--- PROVIDED RECORDS ---
:::::
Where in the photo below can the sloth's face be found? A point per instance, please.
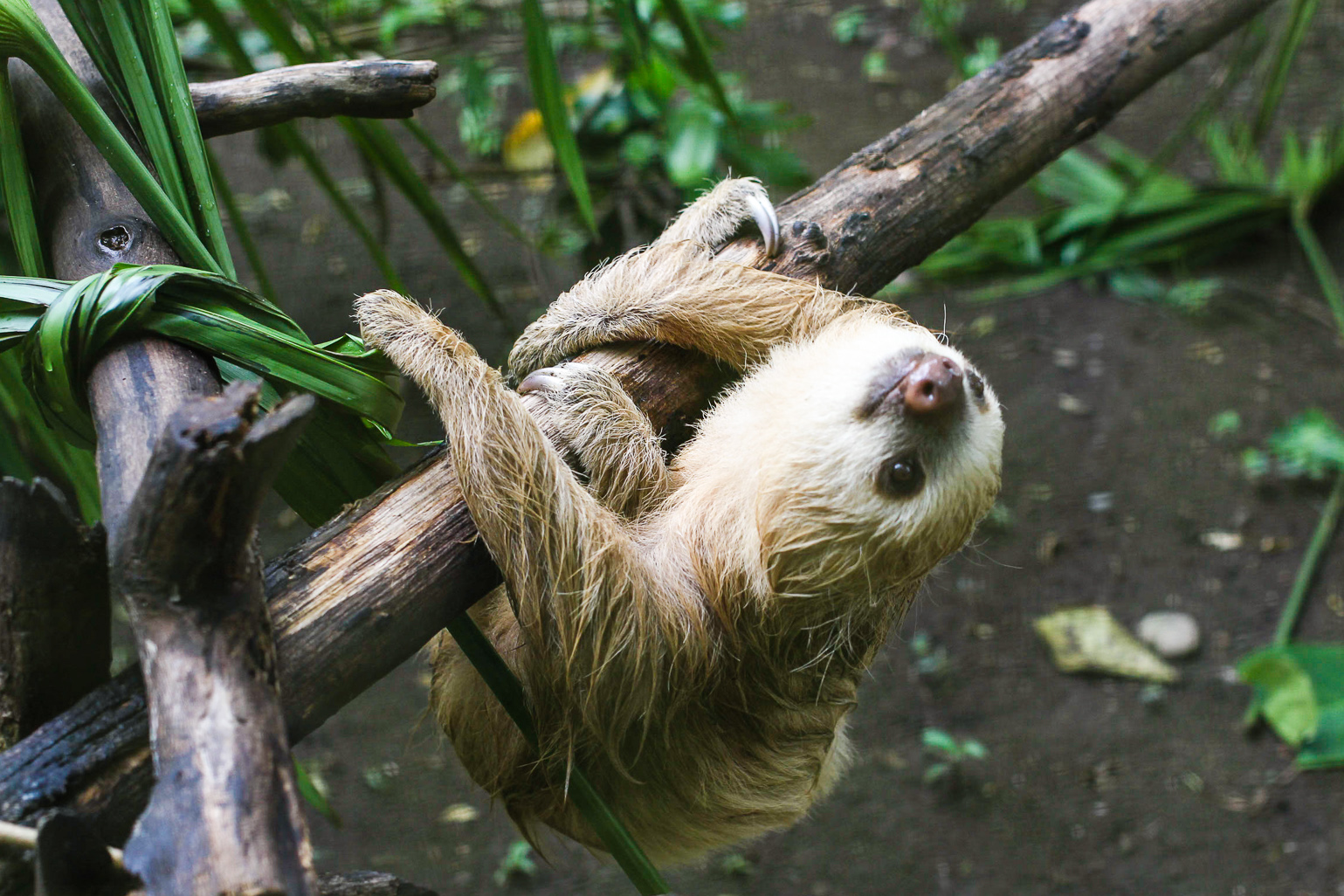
:::::
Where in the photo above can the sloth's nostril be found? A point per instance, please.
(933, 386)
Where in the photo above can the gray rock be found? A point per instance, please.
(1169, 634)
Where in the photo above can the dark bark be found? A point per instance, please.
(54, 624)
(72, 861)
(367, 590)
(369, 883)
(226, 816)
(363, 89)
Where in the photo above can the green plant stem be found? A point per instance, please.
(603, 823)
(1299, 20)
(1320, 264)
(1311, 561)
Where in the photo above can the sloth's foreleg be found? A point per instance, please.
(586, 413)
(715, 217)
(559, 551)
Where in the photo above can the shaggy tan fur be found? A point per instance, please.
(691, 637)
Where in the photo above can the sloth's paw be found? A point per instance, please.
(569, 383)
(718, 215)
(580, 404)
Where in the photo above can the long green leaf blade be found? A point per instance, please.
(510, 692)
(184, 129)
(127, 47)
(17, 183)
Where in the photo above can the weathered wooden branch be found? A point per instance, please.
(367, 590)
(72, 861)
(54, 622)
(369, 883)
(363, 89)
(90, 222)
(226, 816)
:::::
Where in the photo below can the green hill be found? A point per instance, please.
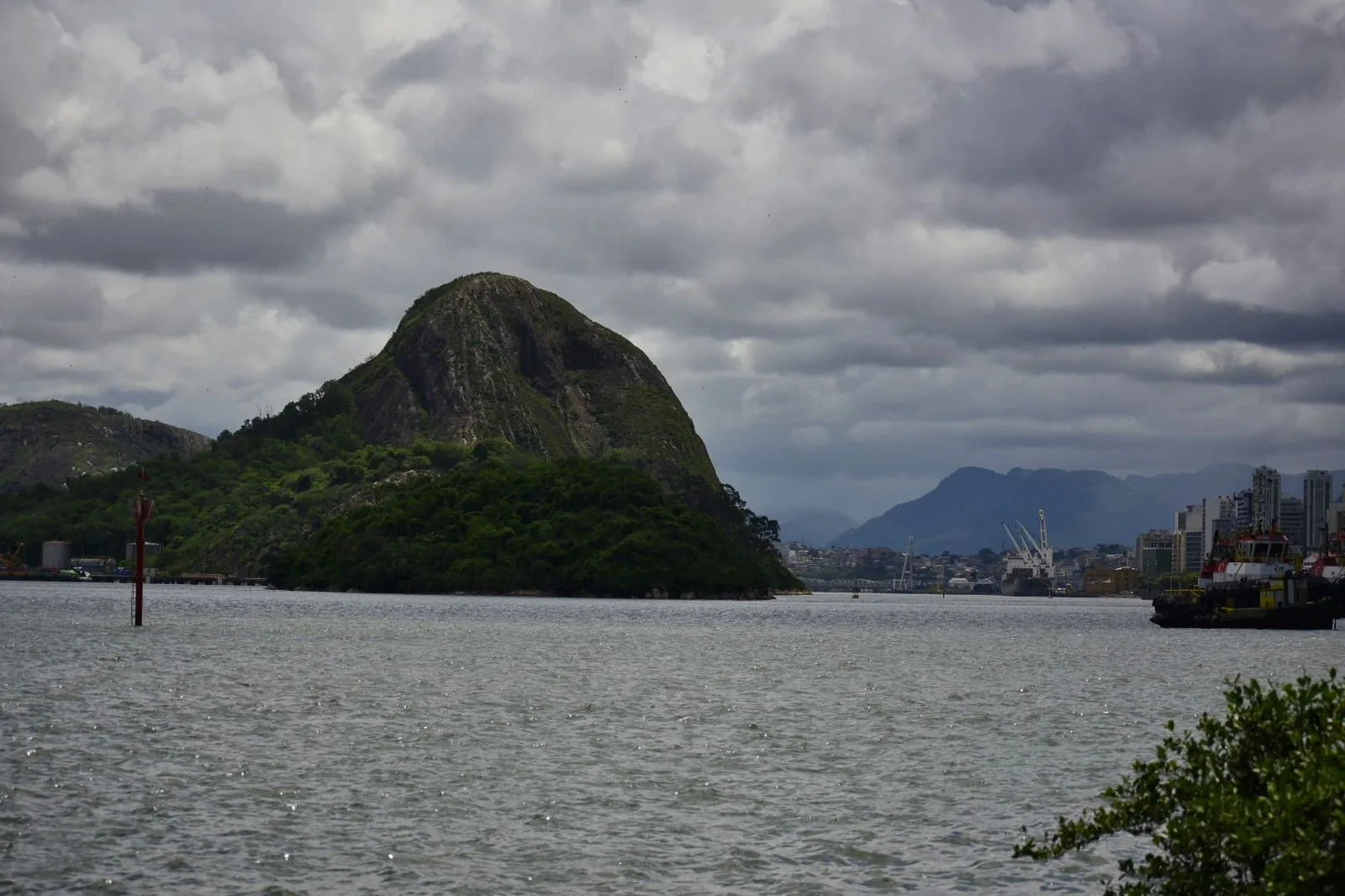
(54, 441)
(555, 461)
:::::
--- TASK STATEMENT ---
Find every line in the material above that contains the word "green", treating uppercase and lowercase as distinct, and copy each such line in full.

--- WORKED ANSWER ---
Where in the photo above can the green plant stem be found? A point per instance, please.
Where in the photo above can the long green leaf blade be found? A point per instance, please.
Where in the photo below can the green hill be found? A point per instance, please.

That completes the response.